Object position labeling entries:
»»

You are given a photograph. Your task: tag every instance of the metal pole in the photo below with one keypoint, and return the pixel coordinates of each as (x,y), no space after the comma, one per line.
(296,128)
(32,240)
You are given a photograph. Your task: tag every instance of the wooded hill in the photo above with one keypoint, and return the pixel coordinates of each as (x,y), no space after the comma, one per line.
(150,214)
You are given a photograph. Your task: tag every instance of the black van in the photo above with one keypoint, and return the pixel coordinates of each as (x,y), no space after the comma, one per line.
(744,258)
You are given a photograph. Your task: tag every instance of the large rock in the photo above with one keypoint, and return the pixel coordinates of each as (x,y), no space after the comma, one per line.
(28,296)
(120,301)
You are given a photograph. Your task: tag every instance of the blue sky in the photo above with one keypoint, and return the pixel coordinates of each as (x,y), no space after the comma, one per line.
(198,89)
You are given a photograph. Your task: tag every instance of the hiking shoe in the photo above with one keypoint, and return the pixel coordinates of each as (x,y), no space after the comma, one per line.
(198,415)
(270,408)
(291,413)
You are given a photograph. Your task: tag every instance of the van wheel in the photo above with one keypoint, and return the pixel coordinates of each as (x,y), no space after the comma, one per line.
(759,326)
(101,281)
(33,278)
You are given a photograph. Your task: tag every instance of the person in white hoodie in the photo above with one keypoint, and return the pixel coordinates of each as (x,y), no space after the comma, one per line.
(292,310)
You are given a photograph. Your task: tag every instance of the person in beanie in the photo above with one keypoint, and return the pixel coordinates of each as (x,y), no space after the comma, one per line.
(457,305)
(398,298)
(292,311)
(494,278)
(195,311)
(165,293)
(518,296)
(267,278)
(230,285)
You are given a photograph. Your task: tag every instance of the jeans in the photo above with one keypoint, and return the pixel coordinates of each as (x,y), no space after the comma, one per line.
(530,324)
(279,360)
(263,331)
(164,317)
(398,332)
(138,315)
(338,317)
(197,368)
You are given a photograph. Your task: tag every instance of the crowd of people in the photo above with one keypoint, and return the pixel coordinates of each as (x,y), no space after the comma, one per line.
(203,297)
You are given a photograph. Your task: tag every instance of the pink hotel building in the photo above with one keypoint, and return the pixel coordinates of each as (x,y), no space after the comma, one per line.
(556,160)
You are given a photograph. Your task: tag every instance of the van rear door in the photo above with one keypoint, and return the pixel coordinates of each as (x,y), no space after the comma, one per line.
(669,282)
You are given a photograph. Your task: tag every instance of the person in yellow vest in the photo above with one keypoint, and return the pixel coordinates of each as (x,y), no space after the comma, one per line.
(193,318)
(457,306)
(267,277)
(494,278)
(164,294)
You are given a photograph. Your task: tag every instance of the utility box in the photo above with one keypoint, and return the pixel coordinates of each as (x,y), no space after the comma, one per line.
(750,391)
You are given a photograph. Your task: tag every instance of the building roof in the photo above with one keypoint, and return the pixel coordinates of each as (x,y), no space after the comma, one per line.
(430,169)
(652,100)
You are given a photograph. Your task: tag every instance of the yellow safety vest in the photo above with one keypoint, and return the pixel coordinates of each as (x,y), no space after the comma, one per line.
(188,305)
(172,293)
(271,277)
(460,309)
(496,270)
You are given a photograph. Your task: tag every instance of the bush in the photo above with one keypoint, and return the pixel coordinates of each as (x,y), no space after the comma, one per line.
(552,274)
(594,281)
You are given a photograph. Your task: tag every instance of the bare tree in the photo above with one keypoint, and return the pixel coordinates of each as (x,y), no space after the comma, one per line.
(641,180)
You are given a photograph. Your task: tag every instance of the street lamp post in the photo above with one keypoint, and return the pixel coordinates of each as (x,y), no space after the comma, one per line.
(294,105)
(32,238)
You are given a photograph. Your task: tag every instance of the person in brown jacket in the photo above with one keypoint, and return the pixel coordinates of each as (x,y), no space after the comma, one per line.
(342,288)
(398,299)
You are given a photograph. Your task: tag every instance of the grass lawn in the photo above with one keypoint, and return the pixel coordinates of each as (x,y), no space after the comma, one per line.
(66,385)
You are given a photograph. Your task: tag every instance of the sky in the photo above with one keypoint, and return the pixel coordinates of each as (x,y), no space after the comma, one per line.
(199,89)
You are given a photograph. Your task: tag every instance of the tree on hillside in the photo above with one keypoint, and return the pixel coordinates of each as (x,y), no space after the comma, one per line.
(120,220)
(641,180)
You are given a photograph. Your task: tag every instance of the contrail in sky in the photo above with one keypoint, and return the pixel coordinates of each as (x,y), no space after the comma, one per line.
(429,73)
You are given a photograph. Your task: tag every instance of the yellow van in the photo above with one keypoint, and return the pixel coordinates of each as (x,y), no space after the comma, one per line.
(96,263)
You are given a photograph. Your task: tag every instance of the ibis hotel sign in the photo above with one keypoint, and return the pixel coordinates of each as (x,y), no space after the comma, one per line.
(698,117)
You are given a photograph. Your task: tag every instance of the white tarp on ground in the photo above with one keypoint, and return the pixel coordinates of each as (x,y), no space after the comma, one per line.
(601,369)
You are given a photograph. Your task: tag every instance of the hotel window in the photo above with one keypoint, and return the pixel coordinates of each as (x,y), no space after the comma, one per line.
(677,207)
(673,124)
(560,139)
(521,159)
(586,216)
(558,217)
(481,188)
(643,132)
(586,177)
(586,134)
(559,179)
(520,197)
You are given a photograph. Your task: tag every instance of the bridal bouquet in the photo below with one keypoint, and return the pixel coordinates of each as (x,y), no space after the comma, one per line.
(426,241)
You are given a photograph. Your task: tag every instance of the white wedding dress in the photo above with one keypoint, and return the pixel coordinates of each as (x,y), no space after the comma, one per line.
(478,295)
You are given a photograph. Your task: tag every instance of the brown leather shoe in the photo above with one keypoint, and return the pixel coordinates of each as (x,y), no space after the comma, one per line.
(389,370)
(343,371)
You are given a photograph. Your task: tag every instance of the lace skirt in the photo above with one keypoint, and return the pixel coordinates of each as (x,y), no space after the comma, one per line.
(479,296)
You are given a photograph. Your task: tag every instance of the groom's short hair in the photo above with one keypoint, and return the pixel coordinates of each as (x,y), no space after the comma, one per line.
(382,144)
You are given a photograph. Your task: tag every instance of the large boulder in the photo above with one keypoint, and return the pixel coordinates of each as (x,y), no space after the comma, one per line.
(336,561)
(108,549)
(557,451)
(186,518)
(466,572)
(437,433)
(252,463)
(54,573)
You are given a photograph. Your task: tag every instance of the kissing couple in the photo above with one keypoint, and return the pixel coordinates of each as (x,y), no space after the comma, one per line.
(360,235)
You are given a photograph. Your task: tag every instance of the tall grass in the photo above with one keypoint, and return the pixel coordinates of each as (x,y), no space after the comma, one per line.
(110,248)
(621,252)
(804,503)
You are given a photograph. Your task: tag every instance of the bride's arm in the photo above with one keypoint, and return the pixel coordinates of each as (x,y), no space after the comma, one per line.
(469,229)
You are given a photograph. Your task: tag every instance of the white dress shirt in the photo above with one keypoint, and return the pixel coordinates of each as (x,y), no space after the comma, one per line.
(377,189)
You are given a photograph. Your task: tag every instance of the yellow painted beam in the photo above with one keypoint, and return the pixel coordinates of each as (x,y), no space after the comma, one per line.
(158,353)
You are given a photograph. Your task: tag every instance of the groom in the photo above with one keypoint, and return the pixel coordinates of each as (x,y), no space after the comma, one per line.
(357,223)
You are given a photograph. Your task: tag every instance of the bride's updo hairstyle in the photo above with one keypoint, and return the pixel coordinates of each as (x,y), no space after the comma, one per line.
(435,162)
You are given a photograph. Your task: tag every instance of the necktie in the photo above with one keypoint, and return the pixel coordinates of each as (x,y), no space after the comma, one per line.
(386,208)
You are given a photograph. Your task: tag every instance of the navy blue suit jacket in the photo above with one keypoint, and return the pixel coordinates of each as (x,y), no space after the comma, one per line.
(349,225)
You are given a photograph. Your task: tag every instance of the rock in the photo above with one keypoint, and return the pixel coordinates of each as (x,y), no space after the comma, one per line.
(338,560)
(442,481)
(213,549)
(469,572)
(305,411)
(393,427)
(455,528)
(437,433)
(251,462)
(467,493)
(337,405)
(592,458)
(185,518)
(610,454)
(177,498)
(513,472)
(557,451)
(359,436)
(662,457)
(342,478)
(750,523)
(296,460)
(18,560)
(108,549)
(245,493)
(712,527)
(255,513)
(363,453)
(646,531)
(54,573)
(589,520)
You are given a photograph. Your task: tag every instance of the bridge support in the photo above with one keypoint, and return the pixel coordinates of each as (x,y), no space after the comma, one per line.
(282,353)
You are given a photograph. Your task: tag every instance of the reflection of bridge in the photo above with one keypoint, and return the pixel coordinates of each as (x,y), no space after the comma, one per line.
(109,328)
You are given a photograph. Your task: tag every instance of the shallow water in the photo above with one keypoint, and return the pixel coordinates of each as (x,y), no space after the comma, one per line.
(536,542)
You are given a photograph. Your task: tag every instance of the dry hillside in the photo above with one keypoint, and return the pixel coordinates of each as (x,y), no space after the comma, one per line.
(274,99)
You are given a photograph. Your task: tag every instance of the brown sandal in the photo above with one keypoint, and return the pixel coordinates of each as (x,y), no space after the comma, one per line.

««

Written problem: Retype, exactly and only, the lines running from the one with "of the necktie" through the final line of the listing above.

Correct answer:
You are given a photograph. Your task: tag every instance of the necktie in the photo above with one keypoint, and return the pixel coordinates of each as (x,y), no space after the comma, one per line.
(386,208)
You are given a photograph. Your task: tag every instance of the navy blue suit jacket in the photo above with one keypoint, and return the pixel coordinates of each as (x,y), no space after the comma, one per line.
(349,225)
You are given a photograph. Your task: tag every instance of the rock in the photo above with one keypoint, and return the pixel coordinates of each as (x,y), no space after the comma, one per line.
(338,560)
(442,481)
(213,549)
(469,572)
(305,411)
(393,427)
(455,528)
(437,433)
(251,462)
(467,493)
(337,405)
(592,458)
(185,518)
(610,454)
(177,498)
(513,472)
(557,451)
(359,436)
(662,457)
(342,478)
(750,523)
(296,460)
(18,560)
(108,549)
(245,493)
(712,527)
(255,513)
(363,453)
(646,531)
(54,573)
(589,520)
You are given a photograph. Your task: tag every instance of the bridge support in the photo above with one keypoint, and return the pixel coordinates of each as (x,y), no space after the comma, one per line.
(282,353)
You are given a photograph. Your task: tag every instance of the reflection of bridge in the photo above with one keypoint, and return the pixel coordinates of each as (x,y), no space after the comma, one per line.
(109,328)
You are given a photograph. Your task: tag every instance of the shallow water in the photo above with one keypoint, and return the pixel coordinates of each as (x,y), no space after the comma, one per line.
(536,542)
You are given a photograph. Your task: tag every instance of the dry hillside in the photo above with one keypoint, and return the pixel coordinates of each as (x,y), no space after the comma, one per line.
(274,99)
You are given a photograph. Your task: tag every instance of the brown sandal in the photo above with one keypoint, and return the pixel coordinates of each as (x,y), no space after the comma, one per line.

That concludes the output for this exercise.